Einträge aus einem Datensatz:
------------------------

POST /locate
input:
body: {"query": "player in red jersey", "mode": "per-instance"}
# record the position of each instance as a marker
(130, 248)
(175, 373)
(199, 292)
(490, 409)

------------------------

Zu erledigen
Wandle alle Einträge oben in eine Markdown-Tabelle mit den Spalten „Nummer“ und „Eintragszeile“ um. Jede Zeile bekommt eine eigene Tabellenzeile, Leerzeilen fallen weg.

Ergebnis
| Nummer | Eintragszeile |
|---|---|
| 1 | POST /locate |
| 2 | input: |
| 3 | body: {"query": "player in red jersey", "mode": "per-instance"} |
| 4 | # record the position of each instance as a marker |
| 5 | (130, 248) |
| 6 | (175, 373) |
| 7 | (199, 292) |
| 8 | (490, 409) |